++++ Dataset records ++++

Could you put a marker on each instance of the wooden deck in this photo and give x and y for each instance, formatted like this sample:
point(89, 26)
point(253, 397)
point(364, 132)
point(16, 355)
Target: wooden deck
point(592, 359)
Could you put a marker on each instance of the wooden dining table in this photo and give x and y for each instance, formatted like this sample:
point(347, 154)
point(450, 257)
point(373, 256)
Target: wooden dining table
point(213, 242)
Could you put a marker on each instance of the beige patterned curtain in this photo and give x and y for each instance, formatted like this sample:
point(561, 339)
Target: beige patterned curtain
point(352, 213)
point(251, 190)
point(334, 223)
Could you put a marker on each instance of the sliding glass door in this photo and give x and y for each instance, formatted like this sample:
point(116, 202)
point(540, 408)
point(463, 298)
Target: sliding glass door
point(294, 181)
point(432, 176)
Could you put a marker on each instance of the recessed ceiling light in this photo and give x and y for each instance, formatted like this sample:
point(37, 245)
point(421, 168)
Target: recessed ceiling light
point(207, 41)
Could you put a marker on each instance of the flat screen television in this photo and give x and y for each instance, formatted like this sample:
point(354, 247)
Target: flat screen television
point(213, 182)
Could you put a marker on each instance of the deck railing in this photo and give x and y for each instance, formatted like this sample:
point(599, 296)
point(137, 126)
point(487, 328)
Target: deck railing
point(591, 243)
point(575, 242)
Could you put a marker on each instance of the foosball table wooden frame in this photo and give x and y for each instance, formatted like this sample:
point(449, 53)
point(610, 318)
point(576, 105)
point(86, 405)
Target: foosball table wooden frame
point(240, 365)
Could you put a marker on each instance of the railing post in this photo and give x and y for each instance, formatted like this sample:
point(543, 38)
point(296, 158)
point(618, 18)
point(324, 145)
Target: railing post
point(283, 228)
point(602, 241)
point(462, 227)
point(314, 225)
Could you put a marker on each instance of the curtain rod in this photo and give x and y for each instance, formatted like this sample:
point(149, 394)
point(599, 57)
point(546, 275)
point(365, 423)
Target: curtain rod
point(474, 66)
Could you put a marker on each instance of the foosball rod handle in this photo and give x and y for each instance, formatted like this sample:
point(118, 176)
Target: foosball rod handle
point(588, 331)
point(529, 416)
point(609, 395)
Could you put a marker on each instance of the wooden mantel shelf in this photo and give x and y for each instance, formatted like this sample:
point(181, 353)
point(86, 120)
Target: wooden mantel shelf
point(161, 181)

++++
++++ Dataset records ++++

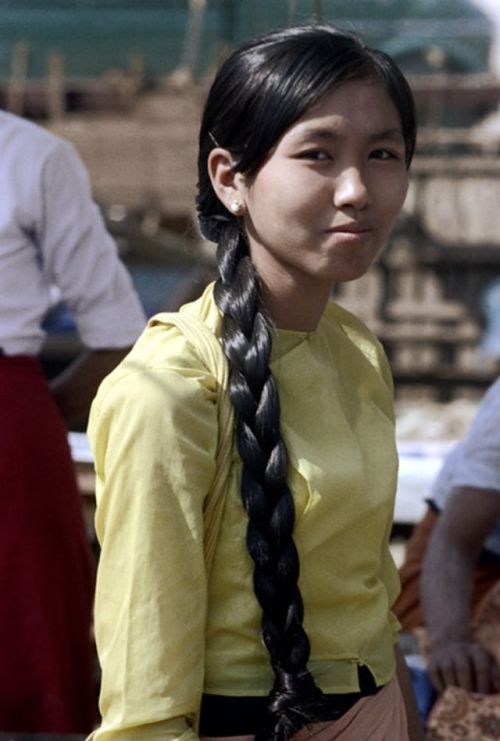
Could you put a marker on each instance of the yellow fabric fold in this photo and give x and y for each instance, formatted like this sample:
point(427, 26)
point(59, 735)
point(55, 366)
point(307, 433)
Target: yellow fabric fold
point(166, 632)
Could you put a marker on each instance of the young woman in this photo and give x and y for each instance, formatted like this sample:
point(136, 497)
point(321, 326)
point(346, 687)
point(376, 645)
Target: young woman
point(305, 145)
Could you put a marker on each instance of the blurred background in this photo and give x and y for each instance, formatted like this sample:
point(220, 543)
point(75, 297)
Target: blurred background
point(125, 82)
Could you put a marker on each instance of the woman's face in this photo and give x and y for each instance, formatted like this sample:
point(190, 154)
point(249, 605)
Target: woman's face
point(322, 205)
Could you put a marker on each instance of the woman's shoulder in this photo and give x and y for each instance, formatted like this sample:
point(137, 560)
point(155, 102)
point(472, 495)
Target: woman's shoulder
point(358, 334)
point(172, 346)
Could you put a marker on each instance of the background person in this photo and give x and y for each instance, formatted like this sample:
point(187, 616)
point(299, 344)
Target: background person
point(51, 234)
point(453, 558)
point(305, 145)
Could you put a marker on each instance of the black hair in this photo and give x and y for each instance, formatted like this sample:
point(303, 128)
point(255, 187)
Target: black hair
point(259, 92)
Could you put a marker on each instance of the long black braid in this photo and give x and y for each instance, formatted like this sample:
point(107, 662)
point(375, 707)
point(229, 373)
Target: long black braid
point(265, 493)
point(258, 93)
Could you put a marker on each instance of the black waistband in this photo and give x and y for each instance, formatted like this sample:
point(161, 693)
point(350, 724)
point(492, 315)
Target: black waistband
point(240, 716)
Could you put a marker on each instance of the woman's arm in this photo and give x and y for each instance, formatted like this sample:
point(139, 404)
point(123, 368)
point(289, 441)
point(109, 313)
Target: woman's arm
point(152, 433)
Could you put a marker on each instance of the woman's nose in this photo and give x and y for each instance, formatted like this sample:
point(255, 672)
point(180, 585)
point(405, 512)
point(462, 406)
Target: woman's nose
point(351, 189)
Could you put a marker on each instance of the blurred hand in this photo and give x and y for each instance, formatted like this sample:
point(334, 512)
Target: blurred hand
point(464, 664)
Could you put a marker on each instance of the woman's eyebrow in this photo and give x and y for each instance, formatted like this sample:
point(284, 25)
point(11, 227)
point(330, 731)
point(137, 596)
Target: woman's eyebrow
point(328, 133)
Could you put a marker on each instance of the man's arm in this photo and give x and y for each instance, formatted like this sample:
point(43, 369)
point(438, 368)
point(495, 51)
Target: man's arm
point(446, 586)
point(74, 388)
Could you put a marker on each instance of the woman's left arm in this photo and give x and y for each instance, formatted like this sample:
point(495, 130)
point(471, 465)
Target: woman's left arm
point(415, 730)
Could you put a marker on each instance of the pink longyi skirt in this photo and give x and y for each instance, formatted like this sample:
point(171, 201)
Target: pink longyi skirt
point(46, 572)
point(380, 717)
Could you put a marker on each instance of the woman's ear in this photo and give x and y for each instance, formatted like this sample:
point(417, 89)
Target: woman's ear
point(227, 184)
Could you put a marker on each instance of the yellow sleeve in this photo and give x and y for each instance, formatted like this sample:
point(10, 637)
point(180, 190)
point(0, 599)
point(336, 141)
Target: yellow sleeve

++++
++++ Dataset records ++++

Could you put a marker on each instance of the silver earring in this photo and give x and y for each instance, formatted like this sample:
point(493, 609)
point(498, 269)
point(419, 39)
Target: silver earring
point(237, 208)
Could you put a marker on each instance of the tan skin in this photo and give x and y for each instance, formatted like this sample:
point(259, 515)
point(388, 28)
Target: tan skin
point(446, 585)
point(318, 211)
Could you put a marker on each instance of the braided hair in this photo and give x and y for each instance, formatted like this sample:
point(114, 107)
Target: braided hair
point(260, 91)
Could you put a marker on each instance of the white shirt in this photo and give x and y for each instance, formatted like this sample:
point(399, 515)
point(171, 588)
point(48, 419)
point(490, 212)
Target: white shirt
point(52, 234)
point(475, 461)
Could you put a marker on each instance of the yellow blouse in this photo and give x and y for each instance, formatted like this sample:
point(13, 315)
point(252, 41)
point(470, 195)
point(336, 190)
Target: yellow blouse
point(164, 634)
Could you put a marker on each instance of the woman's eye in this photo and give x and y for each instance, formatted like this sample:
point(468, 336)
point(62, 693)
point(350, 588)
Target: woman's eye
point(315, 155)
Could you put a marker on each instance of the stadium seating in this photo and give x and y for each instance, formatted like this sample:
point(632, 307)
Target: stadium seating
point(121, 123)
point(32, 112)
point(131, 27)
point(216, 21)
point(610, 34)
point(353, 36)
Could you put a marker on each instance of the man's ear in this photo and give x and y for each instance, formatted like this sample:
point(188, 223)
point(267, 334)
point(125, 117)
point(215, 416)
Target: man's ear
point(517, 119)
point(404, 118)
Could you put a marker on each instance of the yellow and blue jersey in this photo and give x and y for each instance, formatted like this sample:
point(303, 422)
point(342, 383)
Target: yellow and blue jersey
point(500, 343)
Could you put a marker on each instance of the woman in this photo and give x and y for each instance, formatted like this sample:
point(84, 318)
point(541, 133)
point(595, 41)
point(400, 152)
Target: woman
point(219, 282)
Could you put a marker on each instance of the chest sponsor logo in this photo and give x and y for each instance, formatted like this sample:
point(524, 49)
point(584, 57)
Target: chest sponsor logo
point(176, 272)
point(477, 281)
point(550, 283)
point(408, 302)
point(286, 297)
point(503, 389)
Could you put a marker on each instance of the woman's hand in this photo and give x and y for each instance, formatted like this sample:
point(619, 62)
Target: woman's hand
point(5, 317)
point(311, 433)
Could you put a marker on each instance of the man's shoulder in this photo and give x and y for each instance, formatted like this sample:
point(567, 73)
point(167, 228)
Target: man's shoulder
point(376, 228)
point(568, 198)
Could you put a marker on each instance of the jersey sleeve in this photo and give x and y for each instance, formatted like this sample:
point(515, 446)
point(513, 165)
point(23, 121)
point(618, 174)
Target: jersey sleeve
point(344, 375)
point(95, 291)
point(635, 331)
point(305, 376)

++++

Substitute "Object" for "Target" in the lines between the one containing "the wooden deck" and the one containing "point(334, 223)", inclusive, then reproduce only those lines with everything else unchanged.

• [The solution]:
Could you put a marker on each instance of the wooden deck in this photo and give x and y for each instance, formatted like this sample:
point(89, 26)
point(253, 397)
point(364, 132)
point(16, 355)
Object: wooden deck
point(592, 359)
Could you put a marker on each instance of the wooden dining table in this photo and give x and y for each instance, formatted like this sample:
point(347, 154)
point(450, 257)
point(373, 256)
Object: wooden dining table
point(213, 242)
Could you put a marker on each instance of the beige patterned curtain in this photo and give x and y for each instance, formatted like this sample:
point(561, 339)
Object: beige patterned curtain
point(352, 213)
point(251, 190)
point(334, 223)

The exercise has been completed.